(Dataset entries)
⟨

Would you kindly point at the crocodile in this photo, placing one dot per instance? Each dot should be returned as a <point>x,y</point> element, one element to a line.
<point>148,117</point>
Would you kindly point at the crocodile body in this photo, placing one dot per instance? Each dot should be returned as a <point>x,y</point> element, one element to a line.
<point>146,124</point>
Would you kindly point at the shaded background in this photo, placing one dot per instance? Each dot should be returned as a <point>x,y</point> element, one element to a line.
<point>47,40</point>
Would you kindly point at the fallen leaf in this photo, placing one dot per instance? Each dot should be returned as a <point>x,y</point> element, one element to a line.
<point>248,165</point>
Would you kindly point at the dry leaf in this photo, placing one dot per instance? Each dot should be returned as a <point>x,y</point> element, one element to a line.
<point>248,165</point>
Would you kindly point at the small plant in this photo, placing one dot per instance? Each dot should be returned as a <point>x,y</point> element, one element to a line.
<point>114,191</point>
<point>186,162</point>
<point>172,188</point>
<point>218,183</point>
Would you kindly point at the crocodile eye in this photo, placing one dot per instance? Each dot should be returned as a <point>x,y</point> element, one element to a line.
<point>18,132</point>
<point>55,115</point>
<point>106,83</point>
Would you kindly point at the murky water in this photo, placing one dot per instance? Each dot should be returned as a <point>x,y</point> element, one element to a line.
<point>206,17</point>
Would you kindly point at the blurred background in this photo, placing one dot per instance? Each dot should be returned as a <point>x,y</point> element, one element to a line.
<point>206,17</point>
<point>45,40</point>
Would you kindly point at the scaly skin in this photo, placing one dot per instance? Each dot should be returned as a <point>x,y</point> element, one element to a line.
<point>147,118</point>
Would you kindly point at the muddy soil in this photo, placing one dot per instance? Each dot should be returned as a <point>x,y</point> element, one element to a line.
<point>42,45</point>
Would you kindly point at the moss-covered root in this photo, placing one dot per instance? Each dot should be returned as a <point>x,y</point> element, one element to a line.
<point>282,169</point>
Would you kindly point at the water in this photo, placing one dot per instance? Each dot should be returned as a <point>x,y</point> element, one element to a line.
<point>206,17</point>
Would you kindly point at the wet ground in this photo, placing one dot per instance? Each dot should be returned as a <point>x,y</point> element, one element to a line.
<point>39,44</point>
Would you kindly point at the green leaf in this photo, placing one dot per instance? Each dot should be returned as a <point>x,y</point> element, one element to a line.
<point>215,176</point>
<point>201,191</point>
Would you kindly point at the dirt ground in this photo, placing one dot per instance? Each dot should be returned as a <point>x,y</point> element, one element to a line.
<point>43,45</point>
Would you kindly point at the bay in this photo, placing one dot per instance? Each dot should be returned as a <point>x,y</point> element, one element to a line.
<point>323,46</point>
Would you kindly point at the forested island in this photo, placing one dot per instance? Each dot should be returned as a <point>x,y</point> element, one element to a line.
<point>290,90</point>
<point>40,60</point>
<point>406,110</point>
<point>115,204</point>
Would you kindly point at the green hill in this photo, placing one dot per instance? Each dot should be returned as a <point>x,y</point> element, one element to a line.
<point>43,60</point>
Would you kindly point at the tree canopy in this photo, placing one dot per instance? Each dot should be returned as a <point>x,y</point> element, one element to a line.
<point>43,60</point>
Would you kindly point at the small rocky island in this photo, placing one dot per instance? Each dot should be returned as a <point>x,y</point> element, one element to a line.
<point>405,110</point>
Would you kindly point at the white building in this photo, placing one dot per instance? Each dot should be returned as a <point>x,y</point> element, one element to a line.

⟩

Make a verbatim copy of each record.

Would you kindly point at the crocodile in this photo, placing one dot per instance? Each dot should be returned as a <point>x,y</point> element, one element to a line.
<point>148,117</point>
Would you kindly point at the crocodile body in this photo, placing one dot per instance? Each dot should be returned as a <point>x,y</point> element, one element to a line.
<point>146,124</point>
Would you kindly point at the shaded background in this photo, placing one dot per instance? Each dot should be returned as a <point>x,y</point> element, one element to a line.
<point>47,40</point>
Would you kindly point at the fallen leaf in this photo, placing one dot per instance? Each dot should be returned as a <point>x,y</point> element, one element to a line.
<point>248,165</point>
Would you kindly point at the dry leaf in this photo, placing one dot per instance? Each dot should be returned as a <point>x,y</point> element, one element to a line.
<point>248,165</point>
Would you kindly point at the small plant in this photo, placing one dot per instance? Each dot should be returned as a <point>x,y</point> element, one element to a line.
<point>114,191</point>
<point>186,162</point>
<point>172,188</point>
<point>218,183</point>
Would you kindly point at the crocodile eye in this photo, placing one dot per instance? Each dot should be returned as a <point>x,y</point> element, one element to a line.
<point>18,132</point>
<point>55,115</point>
<point>106,83</point>
Would you kindly point at the murky water in this photo, placing one dot per instance? Each dot should be returned as a <point>x,y</point> element, one element to a line.
<point>206,17</point>
Would you kindly point at the blurred background in this photo, placing one dot per instance? Each dot should be returned as a <point>x,y</point> element, one element to a line.
<point>206,17</point>
<point>45,40</point>
Would you kindly point at the scaly skin in this photo, placing one dot per instance? Each dot should be returned as a <point>x,y</point> element, one element to a line.
<point>147,118</point>
Would you kindly point at the muddy soil in this photo, placing one dot per instance? Each dot should be returned as a <point>x,y</point> element, one element to a line.
<point>42,45</point>
Would you kindly point at the moss-covered root in this photo, placing one dot per instance? Each dot should be returned as a <point>x,y</point> element, one element to a line.
<point>282,169</point>
Would you kindly point at the water in this photo, placing one dot per instance? Each dot should be returned as a <point>x,y</point> element, one element to a line.
<point>206,17</point>
Would you kindly point at the wet ground in this photo, placing one dot per instance? Each dot should be returned as a <point>x,y</point> element, one element to a line.
<point>39,44</point>
Would you kindly point at the green leaf in this photo, placing one dot per instance? Each dot should be returned as a <point>x,y</point> element, one element to a line.
<point>215,176</point>
<point>201,191</point>
Would you kindly point at the dirt ground in this photo, placing one dot per instance? Each dot should be returned as a <point>x,y</point> element, one element to a line.
<point>43,45</point>
Would you kindly point at the bay in this photo, placing one dot per instance? Each dot should be returned as a <point>x,y</point> element, one element to a line.
<point>323,46</point>
Would you kindly point at the forested island in this photo, placing one dot per instance? Each dot should be returned as a <point>x,y</point> element, one element to a line.
<point>290,90</point>
<point>40,60</point>
<point>406,110</point>
<point>115,204</point>
Would you kindly point at the green hill in this photo, placing one dot per instance? Each dot should be returned as a <point>x,y</point> element, one element to a line.
<point>43,60</point>
Would you kindly point at the tree canopy in this photo, placing one dot per instance? Each dot should be returned as a <point>x,y</point> element, one element to a line.
<point>43,60</point>
Would you kindly point at the small rocky island in this photo, placing one dot per instance? Each dot should be returned as a <point>x,y</point> element, one element to a line.
<point>405,110</point>
Would you kindly point at the white building in this photo, placing one dot per instance? Each dot should be returned as a <point>x,y</point> element, one element to a line.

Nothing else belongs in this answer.